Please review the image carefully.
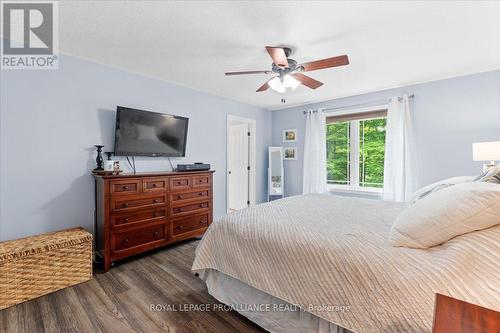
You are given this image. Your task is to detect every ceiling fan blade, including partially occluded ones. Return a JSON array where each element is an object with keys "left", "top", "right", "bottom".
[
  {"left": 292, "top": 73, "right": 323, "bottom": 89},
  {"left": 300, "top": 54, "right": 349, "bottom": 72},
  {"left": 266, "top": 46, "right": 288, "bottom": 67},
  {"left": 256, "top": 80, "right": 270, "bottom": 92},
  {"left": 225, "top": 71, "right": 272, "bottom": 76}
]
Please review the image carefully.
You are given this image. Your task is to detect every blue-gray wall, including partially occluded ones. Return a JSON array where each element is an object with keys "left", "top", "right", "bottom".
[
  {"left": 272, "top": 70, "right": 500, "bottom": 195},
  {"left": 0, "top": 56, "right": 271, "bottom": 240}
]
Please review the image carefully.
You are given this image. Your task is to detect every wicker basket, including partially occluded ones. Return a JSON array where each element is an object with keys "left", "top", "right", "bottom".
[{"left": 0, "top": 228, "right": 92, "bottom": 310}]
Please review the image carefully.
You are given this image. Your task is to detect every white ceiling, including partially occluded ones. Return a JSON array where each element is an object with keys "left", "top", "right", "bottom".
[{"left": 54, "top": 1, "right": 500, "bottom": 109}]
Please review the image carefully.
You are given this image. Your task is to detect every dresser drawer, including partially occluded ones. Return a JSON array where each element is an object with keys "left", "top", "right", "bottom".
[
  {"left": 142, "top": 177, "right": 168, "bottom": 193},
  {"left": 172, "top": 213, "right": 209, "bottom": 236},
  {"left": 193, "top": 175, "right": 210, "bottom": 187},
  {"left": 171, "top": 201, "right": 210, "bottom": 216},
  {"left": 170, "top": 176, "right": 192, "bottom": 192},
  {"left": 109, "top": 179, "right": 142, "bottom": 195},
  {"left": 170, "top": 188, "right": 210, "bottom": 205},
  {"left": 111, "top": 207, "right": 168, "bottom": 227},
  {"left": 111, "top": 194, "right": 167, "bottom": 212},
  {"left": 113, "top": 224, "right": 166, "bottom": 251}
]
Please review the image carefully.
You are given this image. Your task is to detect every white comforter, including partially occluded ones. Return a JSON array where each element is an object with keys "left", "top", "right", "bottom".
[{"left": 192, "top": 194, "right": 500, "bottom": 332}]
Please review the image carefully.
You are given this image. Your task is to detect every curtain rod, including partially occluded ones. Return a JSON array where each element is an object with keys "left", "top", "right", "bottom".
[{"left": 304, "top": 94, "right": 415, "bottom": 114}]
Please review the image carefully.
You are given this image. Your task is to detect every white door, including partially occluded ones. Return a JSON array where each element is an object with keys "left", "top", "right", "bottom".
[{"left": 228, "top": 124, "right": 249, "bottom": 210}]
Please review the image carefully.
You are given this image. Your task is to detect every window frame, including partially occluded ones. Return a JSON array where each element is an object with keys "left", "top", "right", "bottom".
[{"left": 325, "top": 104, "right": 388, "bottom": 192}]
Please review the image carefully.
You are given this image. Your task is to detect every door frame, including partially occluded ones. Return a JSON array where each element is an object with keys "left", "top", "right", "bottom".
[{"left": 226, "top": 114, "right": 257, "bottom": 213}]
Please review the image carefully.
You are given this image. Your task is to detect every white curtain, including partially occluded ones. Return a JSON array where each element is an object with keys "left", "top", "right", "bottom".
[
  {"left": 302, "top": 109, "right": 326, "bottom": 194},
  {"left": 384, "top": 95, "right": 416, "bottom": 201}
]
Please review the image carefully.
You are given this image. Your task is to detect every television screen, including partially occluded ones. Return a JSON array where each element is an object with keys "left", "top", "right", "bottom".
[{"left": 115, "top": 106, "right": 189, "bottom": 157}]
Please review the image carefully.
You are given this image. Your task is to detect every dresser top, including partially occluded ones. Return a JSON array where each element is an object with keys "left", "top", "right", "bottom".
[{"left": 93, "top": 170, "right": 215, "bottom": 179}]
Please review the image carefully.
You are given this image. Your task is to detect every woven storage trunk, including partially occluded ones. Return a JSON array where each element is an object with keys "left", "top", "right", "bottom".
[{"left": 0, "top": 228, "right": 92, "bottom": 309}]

▸ WRITTEN EXERCISE: Give the entries again without a single change, but with no pictures.

▸ CORRECT RESULT:
Please review the image carefully.
You are given this image. Your task is to detect every ceiling fan blade, including partially occluded ones. Return a JSON array where each element is an object with keys "left", "top", "right", "bottom".
[
  {"left": 292, "top": 73, "right": 323, "bottom": 89},
  {"left": 300, "top": 54, "right": 349, "bottom": 72},
  {"left": 266, "top": 46, "right": 288, "bottom": 67},
  {"left": 256, "top": 80, "right": 270, "bottom": 92},
  {"left": 225, "top": 71, "right": 272, "bottom": 76}
]
Please review the image carefully.
You are given this image. Your task is to detect every blue-gray wall, including partially occluded ones. Return a JSON array where each element is an object with keys "left", "top", "right", "bottom".
[
  {"left": 272, "top": 70, "right": 500, "bottom": 195},
  {"left": 0, "top": 56, "right": 271, "bottom": 240}
]
Please review the image carefully.
You are given this image. Your task is to detect every wicker basket, including partially occluded ones. Return a JSON array where each element is an object with keys "left", "top", "right", "bottom".
[{"left": 0, "top": 228, "right": 92, "bottom": 310}]
Please review the image carefully.
You are given this image. Your task is to detect every white ceiling, including partially occluded ones. Return a JSON array where each element is an object with keys "left", "top", "right", "bottom".
[{"left": 54, "top": 1, "right": 500, "bottom": 109}]
Please review the image carefully.
You are given this image. Your task is to detect every dresser drawer, including partially occluded ones. Return a JSON array where each element is an object with keys "left", "top", "right", "bottom".
[
  {"left": 142, "top": 177, "right": 168, "bottom": 193},
  {"left": 172, "top": 213, "right": 209, "bottom": 236},
  {"left": 193, "top": 175, "right": 210, "bottom": 187},
  {"left": 171, "top": 201, "right": 210, "bottom": 216},
  {"left": 170, "top": 176, "right": 192, "bottom": 192},
  {"left": 109, "top": 179, "right": 142, "bottom": 195},
  {"left": 170, "top": 188, "right": 210, "bottom": 205},
  {"left": 111, "top": 207, "right": 168, "bottom": 227},
  {"left": 111, "top": 194, "right": 167, "bottom": 212},
  {"left": 113, "top": 224, "right": 166, "bottom": 251}
]
Please review the image carefully.
You are given this image. Your task is to detect every white comforter, including partially occluded ones. Return a JSON array where each element is an object with keys "left", "top", "right", "bottom".
[{"left": 192, "top": 194, "right": 500, "bottom": 332}]
Please review the image carefully.
You are given this image. Your task is to detect every curtain rod, including partially occluded ones. Return a JSON array where each element is an object with keys "left", "top", "right", "bottom".
[{"left": 304, "top": 94, "right": 415, "bottom": 114}]
Please review the image carefully.
You are given this image. Your task is to detect every white door, including partially occluded ones. Return a JSON array where each element is an object with keys "left", "top", "right", "bottom".
[{"left": 228, "top": 124, "right": 249, "bottom": 210}]
Please review the image carefully.
You are given this image. Your task is to detect every window frame, including partially occluded ones. Return a JSON array where each element is an object with keys "left", "top", "right", "bottom".
[{"left": 325, "top": 104, "right": 388, "bottom": 192}]
Please review the image carefully.
You are given this image. Your task is to detect every door frame, including partially occluded ones. Return a JSON array where each element is an object with keys "left", "top", "right", "bottom".
[{"left": 226, "top": 114, "right": 257, "bottom": 213}]
Please review the image carefully.
You are given this image. Your task is to detect every white curtain, including partially occluded ones. Return a JSON array where each element is an object with keys "left", "top", "right", "bottom".
[
  {"left": 302, "top": 109, "right": 326, "bottom": 194},
  {"left": 384, "top": 95, "right": 416, "bottom": 201}
]
Please review the image carefully.
You are given this image. Your task is to detect every television screen, including partially occluded ones. Return a JSON array where each element is an object with keys "left", "top", "right", "bottom".
[{"left": 115, "top": 106, "right": 189, "bottom": 157}]
Please review the image carefully.
You are given this image. Your task is to detect every dresser top, including partially occluded ones. Return a JSON array where each element is an object with keys "left", "top", "right", "bottom".
[{"left": 93, "top": 170, "right": 215, "bottom": 179}]
Please review the image carefully.
You are given this image. Your task is to detect every woven storage trunk, including partially occluded ones. Return a JSON array where each element is an object with keys "left", "top", "right", "bottom".
[{"left": 0, "top": 228, "right": 92, "bottom": 309}]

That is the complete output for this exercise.